● STATED EXERCISE:
Answer these questions using the lab instructions on measuring terminal voltage.
1. Which instrument measures the current in the side branch?
2. Between what two values should the current be allowed to range?
3. What does the text say sometimes happens to the current while a reading is being made?

● SOURCE TEXT:
Now we need to be able to draw a current from the test cell while we measure the potential difference between its terminals. To do this, we add the side branch K-A-R as shown in figure 3. The resistor R is a variable resistor that can be adjusted to control the current, which is measured by ammeter A. The switch is used to turn the current flow off, so as to avoid excessive drain on the test cell.

Figure 3

You will need to work quickly to make simultaneous measurements of both current and terminal voltage for this cell. It is suggested that you take about 10 data points, allowing the current to range between values of 0.100 A and 2.0 A. Set the current with the resistor, make the voltage measurement quickly, and then turn off the current until you are ready to make the next measurement.

Since the current sometimes changes during the time a reading is being made, it is important to read both values at the same time, and record them as precisely as possible. Being both quick and precise will help your values to come out correctly.

Raw records
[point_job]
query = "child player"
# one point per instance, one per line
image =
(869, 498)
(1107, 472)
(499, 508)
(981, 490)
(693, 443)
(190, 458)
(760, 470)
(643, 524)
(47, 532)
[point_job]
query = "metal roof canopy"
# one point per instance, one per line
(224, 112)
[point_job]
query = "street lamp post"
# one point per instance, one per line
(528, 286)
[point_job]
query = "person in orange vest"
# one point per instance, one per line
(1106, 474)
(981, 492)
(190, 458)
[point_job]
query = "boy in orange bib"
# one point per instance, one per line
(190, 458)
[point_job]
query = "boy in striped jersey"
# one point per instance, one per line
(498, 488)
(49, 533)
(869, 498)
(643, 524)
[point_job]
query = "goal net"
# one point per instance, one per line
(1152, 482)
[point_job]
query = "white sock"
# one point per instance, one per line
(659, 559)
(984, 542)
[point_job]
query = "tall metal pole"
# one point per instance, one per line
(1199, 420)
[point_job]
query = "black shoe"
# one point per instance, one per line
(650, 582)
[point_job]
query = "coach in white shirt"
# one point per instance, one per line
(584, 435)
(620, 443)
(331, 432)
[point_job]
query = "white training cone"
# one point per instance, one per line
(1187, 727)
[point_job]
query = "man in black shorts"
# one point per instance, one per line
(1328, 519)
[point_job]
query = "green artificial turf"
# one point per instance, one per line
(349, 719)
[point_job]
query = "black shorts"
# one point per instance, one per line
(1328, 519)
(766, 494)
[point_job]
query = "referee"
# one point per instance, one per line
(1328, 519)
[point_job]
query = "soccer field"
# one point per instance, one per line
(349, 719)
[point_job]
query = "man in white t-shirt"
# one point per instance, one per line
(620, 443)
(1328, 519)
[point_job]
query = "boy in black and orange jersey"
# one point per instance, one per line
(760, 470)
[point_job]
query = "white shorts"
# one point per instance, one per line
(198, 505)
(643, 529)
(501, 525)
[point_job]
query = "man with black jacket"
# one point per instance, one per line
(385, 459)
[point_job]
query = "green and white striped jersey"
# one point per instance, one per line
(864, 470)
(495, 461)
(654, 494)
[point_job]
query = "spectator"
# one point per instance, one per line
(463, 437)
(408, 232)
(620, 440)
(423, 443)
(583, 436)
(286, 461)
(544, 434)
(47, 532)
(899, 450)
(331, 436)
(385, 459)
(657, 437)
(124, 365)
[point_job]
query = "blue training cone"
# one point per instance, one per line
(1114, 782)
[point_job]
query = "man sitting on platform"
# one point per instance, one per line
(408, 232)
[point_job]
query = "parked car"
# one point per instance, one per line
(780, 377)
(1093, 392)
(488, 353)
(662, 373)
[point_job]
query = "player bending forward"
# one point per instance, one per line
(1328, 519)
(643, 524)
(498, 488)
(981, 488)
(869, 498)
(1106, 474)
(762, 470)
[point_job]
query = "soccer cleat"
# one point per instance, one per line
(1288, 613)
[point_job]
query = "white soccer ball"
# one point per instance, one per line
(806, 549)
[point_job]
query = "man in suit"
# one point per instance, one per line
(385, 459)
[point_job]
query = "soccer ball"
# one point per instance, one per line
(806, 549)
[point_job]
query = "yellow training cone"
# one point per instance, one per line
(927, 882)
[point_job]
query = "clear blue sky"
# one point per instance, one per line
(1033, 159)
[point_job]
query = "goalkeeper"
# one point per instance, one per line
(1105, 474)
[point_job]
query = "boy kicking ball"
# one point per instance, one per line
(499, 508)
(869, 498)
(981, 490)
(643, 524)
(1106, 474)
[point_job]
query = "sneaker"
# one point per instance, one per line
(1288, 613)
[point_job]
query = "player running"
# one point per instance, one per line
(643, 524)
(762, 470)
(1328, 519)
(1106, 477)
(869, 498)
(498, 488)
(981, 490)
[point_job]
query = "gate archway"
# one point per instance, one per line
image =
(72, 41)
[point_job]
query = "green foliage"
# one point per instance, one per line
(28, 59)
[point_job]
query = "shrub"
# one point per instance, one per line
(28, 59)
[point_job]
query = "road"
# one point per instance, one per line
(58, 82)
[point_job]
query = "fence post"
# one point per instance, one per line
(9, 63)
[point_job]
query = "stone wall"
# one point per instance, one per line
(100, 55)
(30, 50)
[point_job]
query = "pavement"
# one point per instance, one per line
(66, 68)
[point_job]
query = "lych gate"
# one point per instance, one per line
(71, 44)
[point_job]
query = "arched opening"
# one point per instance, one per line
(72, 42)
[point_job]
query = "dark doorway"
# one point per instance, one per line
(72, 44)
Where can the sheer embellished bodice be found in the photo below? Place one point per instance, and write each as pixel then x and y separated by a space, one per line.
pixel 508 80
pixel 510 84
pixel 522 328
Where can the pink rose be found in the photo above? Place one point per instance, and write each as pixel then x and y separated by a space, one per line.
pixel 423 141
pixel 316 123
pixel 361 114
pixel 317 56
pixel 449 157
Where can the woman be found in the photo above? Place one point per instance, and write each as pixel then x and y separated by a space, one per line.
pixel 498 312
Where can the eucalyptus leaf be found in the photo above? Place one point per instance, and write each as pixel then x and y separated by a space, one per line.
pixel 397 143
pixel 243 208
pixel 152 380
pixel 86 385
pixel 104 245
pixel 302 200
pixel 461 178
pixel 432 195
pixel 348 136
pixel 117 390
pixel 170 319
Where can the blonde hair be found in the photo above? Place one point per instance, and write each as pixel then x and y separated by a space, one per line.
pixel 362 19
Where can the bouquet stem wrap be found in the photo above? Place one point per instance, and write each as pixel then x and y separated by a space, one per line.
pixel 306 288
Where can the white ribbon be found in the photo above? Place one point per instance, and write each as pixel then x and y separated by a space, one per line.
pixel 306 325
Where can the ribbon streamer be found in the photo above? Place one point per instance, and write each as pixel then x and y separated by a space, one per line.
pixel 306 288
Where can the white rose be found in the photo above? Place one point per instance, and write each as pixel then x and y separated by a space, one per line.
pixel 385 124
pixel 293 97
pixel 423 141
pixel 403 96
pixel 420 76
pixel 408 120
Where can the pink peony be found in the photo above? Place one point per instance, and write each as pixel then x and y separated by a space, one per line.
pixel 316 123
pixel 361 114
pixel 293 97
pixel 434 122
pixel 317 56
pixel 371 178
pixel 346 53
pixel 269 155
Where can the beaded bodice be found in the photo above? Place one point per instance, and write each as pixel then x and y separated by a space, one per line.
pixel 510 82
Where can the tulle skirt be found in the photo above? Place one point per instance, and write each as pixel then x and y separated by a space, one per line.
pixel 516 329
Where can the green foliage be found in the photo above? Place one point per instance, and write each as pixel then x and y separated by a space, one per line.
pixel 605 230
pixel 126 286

● RESPONSE FOR THIS EXERCISE:
1. Ammeter A.
2. Between 0.100 A and 2.0 A.
3. The current sometimes changes.